__CONJUNTO DE TAREFAS__
A. Indique se cada uma das afirmações seguintes está de acordo com o texto sobre turismo cultural em Cabo Verde, respondendo sim ou não e citando literalmente as palavras do texto que o determinam: (i) A Dra. Ana Samira Silva Baessa trabalha no sector desde 2009. (ii) O Plano de Gestão da Cidade Velha foi submetido à UNESCO em 2012. (iii) Segundo dados da OMT, o turismo cultural é um dos sectores que mais cresce a nível mundial.
B. Prolongue o texto sobre turismo cultural em Cabo Verde, dando-lhe seguimento a partir da última frase apresentada.

── EXCERTO TRANSCRITO ──

Em termos práticos esta legislação responde a uma necessidade de formalizar o sector dos museus e criar as condições para o seu melhor desempenho, sobretudo no que concerne à sua conexão a dois sectores importantes do país, a educação e o turismo.

O objetivo é que a curto e médio prazo possamos ter os museus melhor posicionados para responder às demandas e contribuir, positivamente, aos desafios do desenvolvimento sustentável do país.

 A Dra. Ana Samira Silva Baessa é Licenciada em Gestão do Património e pós-graduada em Património, Turismo e Desenvolvimento.  Foi Coordenadora do Gabinete de Gestão da Cidade Velha Património da Humanidade, fez parte da equipa técnica que preparou os projetos de classificação dos Centros Históricos como Património Nacional e foi Coordenadora do Plano de Gestão da Cidade Velha, submetida à UNESCO em 2010. Trabalha no sector desde 2009 tendo vindo a adquirir alguma experiência no domínio da cultura e do património nacional.Considerando a sua experiência e know-how, qual a sua perspetiva sobre o futuro do Turismo Cultural em Cabo Verde?

 A avaliação de Cabo Verde pelo índice de competitividade turística colocou a nu a necessidade de uma maior aposta no sector cultural quando aponta fragilidades a nível da oferta de bens culturais como determinantes à posição ocupada no ranking.

Por isso, na minha opinião, e sem prejuízo do contributo do turismo de sol e praia para o desenvolvimento desta atividade, o futuro do turismo em Cabo Verde terá que passar, indispensavelmente, por uma efetiva aposta no turismo cultural na lógica da necessária diversificação do seu produto.  A cultura cabo-verdiana é singular e oferece um enorme potencial ao país. É o grande diferencial de Cabo Verde em relação aos seus concorrentes e sendo estrategicamente “concebida” pode fazer toda a diferença num país arquipelágico e com grande dispersão territorial. Desde logo pelo impacto mais direto que poderá ter nas comunidades e na melhoria da renda familiar e o facto de envolver um grande número de intervenientes.

Segundo dados da OMT o turismo cultural é um dos sectores que mais cresce a nível mundial. Por isso a aposta na cultura poderá contribuir de forma decisiva para a diversificação da oferta e a melhoria da competitividade do país.

───
── CONJUNTO DE DADOS ──

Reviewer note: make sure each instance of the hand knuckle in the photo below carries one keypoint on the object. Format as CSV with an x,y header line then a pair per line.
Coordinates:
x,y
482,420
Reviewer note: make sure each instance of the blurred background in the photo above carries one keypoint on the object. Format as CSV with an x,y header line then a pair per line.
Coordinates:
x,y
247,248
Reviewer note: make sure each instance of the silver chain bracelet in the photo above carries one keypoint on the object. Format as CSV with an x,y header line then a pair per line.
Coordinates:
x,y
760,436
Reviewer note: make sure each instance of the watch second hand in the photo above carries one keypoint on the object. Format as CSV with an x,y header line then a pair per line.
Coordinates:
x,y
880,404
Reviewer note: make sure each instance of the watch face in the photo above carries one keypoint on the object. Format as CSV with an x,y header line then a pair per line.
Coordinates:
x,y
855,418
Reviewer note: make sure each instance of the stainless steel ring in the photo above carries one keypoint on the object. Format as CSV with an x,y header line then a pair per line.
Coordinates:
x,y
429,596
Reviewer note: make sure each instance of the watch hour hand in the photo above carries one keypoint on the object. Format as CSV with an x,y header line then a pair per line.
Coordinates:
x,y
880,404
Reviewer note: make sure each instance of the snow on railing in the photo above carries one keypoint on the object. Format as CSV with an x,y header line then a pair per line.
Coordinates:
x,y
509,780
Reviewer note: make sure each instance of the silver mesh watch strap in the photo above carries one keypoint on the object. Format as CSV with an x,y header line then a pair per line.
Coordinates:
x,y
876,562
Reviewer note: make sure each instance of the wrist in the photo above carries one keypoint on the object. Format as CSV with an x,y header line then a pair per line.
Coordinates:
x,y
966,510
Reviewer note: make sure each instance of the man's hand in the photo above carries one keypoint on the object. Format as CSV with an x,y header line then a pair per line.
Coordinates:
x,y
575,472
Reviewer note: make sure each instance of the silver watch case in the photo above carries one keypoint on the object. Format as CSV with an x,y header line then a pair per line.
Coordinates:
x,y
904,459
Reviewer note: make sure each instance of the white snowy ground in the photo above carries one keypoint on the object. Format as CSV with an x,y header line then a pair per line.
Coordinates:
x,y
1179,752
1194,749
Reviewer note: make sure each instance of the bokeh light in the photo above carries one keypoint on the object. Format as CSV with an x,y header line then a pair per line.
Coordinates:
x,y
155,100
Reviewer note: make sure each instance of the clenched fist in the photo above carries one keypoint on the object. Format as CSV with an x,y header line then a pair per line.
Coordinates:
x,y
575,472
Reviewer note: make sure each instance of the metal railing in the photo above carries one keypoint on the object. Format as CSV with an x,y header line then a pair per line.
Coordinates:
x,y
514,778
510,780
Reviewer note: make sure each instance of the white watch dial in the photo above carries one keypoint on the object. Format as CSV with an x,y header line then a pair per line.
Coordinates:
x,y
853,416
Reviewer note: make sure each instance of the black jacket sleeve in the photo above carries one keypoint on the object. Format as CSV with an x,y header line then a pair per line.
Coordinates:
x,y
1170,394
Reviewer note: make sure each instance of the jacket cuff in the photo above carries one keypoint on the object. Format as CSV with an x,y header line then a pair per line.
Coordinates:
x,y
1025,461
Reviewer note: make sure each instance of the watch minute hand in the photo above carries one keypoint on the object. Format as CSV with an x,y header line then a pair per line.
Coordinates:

───

__RESPOSTAS APRESENTADAS__
A.
(i) Sim: "Trabalha no sector desde 2009".
(ii) Não: "submetida à UNESCO em 2010".
(iii) Sim: "Segundo dados da OMT o turismo cultural é um dos sectores que mais cresce a nível mundial".

B.
Aliás, já existe uma orientação estratégica neste sentido através do Plano Estratégico de Desenvolvimento Sustentável – PEDS que propõem uma nova abordagem à cultura e ao património enquanto motor de desenvolvimento, de geração de empregos, de diferenciação dos territórios, de promoção de identidades regionais e nacionais.

Por outro lado, a crise provocada pela Pandemia da COVID-19 obriga a uma nova abordagem do sector do turismo a nível global e Cabo Verde não será exceção. O turismo foi um dos sectores mais impactados por esta crise e cujos efeitos ainda se prolongam com alguma imprevisibilidade. Eventualmente, o turismo de massas demore mais tempo a retomar o que poderá impulsionar uma aposta em segmentos específicos como o cultural.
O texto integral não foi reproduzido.